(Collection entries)
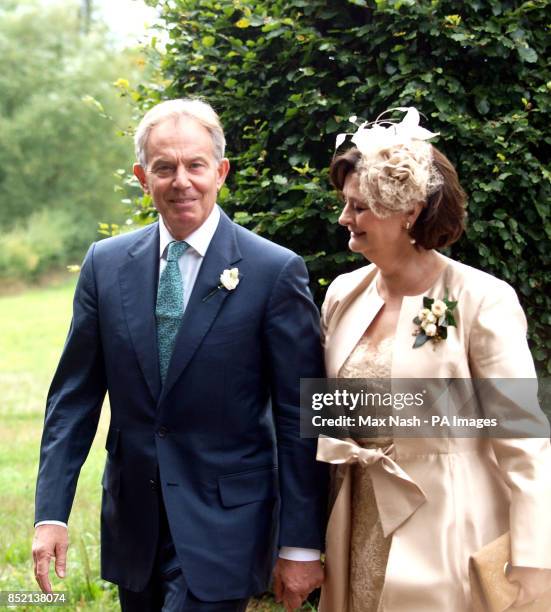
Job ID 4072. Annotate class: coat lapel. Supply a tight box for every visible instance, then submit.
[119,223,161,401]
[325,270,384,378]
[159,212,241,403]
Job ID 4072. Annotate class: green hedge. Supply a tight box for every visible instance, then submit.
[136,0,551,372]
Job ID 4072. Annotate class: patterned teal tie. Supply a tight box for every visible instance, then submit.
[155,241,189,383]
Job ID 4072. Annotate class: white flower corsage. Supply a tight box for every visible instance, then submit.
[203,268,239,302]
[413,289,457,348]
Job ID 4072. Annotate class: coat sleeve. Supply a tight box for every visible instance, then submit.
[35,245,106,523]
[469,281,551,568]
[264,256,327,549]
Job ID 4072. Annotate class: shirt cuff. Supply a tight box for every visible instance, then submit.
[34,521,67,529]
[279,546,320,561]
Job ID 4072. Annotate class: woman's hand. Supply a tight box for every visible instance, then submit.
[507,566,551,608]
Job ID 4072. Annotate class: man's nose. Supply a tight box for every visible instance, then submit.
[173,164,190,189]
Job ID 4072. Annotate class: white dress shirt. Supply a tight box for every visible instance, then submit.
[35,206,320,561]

[WHAT THE TASK REQUIRES] Show every line of the records above that contains the word "white". Case counts.

[WORKED SOLUTION]
Job ID 4072. Annotate class: white flower corsage. Supply a tight box for every visible instance, then submit.
Job ID 4072. Annotate class: white dress shirt. Supply a tight box for every visible instance, then submit.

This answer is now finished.